Text section:
* * * *
Huber Loss¶

huber_loss_type

huber_loss_type(gamma=1.0)

Huber loss combines the best properties of MSE and MAE. It is quadratic for small errors and linear for large errors, making it robust to outliers while maintaining smooth gradients.

\[\begin{split}L_\gamma(y, \hat{y}) = \begin{cases} \frac{1}{2}(y - \hat{y})^2 & \text{if } |y - \hat{y}| \leq \gamma \\ \gamma |y - \hat{y}| - \frac{1}{2}\gamma^2 & \text{otherwise} \end{cases}\end{split}\]

where \(\gamma\) is the threshold parameter that determines the transition point.

Arguments¶

gamma (real): Threshold parameter. Default: 1.0.
- Smaller values make the loss more similar to MAE
- Larger values make it more similar to MSE

Use Cases¶

Regression with outliers
Robust regression problems
Time series with anomalies
When you want a balance between MSE and MAE properties

Example¶

use athena__loss

type(huber_loss_type) :: loss
type(array_type), dimension(:,:) :: predicted, expected
type(array_type), pointer :: loss_value

! Initialise loss function with custom gamma
loss = huber_loss_type()
* * * *
Material:
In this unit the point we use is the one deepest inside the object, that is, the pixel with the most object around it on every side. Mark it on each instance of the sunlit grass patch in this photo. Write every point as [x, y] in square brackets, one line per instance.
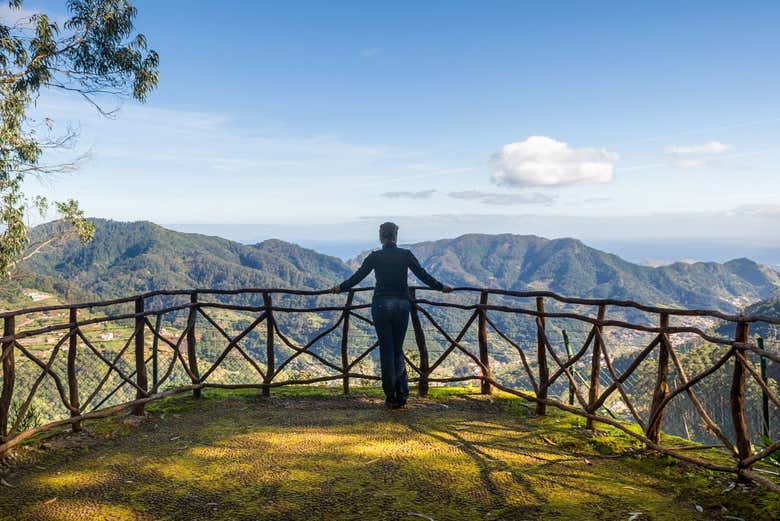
[312, 453]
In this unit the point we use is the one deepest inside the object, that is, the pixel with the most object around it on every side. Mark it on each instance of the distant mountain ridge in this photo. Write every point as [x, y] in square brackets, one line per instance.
[569, 267]
[127, 258]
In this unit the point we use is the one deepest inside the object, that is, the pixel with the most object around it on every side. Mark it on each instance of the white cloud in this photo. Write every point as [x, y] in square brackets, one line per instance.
[542, 161]
[709, 148]
[503, 199]
[760, 210]
[690, 163]
[370, 52]
[21, 17]
[422, 194]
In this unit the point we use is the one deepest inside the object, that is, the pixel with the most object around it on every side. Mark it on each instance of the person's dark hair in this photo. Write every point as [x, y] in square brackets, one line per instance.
[388, 231]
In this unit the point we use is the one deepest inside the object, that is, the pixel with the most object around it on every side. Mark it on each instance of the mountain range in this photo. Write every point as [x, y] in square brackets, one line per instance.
[127, 258]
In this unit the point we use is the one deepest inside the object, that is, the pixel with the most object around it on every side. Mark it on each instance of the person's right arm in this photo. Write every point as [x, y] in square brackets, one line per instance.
[360, 274]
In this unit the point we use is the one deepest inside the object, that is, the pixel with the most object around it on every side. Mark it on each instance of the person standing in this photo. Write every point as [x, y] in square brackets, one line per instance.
[390, 307]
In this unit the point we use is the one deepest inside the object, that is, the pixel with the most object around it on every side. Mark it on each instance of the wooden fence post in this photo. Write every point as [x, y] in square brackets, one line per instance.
[156, 351]
[483, 352]
[741, 434]
[422, 346]
[192, 343]
[661, 390]
[269, 343]
[73, 383]
[541, 356]
[9, 377]
[595, 367]
[764, 397]
[345, 341]
[569, 355]
[140, 356]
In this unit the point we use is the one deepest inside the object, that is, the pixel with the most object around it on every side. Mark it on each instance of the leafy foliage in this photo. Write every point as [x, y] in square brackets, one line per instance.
[94, 53]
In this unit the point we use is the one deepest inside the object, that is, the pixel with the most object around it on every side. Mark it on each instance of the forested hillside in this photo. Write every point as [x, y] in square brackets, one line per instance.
[128, 258]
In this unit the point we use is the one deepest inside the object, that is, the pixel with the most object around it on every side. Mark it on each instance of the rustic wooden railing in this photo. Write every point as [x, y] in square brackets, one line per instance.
[542, 373]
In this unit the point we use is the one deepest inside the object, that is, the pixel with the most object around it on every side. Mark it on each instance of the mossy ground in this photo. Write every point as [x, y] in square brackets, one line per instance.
[306, 454]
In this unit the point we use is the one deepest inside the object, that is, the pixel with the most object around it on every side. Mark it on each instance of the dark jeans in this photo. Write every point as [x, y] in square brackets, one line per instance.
[391, 318]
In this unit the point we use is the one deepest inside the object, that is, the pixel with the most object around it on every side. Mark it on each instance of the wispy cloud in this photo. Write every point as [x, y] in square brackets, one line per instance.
[691, 163]
[370, 52]
[543, 161]
[421, 194]
[503, 199]
[709, 148]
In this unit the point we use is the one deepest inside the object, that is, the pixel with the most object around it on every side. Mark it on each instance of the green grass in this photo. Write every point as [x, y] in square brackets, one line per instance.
[310, 453]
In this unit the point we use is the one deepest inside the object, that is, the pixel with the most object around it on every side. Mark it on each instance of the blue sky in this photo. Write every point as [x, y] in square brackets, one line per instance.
[608, 121]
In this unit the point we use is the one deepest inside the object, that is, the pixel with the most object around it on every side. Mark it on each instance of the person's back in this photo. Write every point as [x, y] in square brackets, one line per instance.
[391, 267]
[390, 307]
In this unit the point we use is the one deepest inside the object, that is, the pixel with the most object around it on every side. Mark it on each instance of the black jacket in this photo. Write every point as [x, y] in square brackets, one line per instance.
[390, 265]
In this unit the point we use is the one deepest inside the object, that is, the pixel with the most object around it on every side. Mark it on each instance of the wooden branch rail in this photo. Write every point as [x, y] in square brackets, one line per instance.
[542, 372]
* * * *
Problems and tasks:
1 > Edit the Huber loss text, starting at "Huber loss combines" and ending at "parameter. Default: 1.0.", so that "transition point" becomes "switchover point".
2 > Resume the Huber loss documentation from the point where it stops.
The listing has no connection to the Huber loss text.

Set of answers:
1 >
Huber loss combines the best properties of MSE and MAE. It is quadratic for small errors and linear for large errors, making it robust to outliers while maintaining smooth gradients.

\[\begin{split}L_\gamma(y, \hat{y}) = \begin{cases} \frac{1}{2}(y - \hat{y})^2 & \text{if } |y - \hat{y}| \leq \gamma \\ \gamma |y - \hat{y}| - \frac{1}{2}\gamma^2 & \text{otherwise} \end{cases}\end{split}\]

where \(\gamma\) is the threshold parameter that determines the switchover point.

Arguments¶

gamma (real): Threshold parameter. Default: 1.0.

2 >
loss%gamma = 0.5  ! Adjust sensitivity to outliers

! Compute loss
loss_value => loss%compute(predicted, expected)

Properties¶

Advantages: - Robust to outliers (like MAE) - Smooth gradients everywhere (like MSE) - Adjustable sensitivity via gamma parameter - Convex function

Characteristics: - Differentiable everywhere - Less sensitive to outliers than MSE - Faster convergence than MAE for small errors - Computationally efficient

Choosing Gamma¶

The gamma parameter controls the trade-off:

Small gamma (e.g., 0.1-0.5): More robust to outliers, behaves more like MAE
Medium gamma (e.g., 1.0-2.0): Balanced approach (default)
Large gamma (e.g., 5.0+): Less robust to outliers, behaves more like MSE

Rule of thumb: Set gamma to approximately the expected scale of typical residuals.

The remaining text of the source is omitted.